══ EXTRACTED ENTRIES

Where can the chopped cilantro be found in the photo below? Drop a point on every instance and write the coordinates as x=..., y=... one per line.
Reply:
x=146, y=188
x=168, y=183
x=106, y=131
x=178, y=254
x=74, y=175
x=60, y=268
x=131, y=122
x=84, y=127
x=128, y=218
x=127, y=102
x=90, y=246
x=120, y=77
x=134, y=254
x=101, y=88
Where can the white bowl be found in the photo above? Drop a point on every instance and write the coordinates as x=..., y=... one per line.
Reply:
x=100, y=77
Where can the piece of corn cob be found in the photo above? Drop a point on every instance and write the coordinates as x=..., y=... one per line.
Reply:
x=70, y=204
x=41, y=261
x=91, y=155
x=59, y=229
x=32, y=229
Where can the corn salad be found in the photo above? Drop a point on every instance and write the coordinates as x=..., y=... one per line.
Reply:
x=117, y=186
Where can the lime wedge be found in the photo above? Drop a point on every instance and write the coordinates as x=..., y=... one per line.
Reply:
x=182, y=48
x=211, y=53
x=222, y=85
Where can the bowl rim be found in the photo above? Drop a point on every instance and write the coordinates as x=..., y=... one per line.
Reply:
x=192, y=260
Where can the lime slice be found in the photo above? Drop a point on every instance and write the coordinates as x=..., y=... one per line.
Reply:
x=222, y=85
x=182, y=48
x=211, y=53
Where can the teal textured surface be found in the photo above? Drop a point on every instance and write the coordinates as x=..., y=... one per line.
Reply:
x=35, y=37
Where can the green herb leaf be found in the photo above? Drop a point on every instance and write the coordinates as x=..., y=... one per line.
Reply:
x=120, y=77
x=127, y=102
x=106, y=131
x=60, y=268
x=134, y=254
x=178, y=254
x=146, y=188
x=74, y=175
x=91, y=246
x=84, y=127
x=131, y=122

════

Among the lines above, find those containing the word "corn" and copy each.

Where can the piece of corn cob be found in the photo above? Drop a point on every instance and write the coordinates as x=..., y=... one per line.
Where can the corn salad be found in the photo above? Drop a point on every instance and write the coordinates as x=..., y=... one per line.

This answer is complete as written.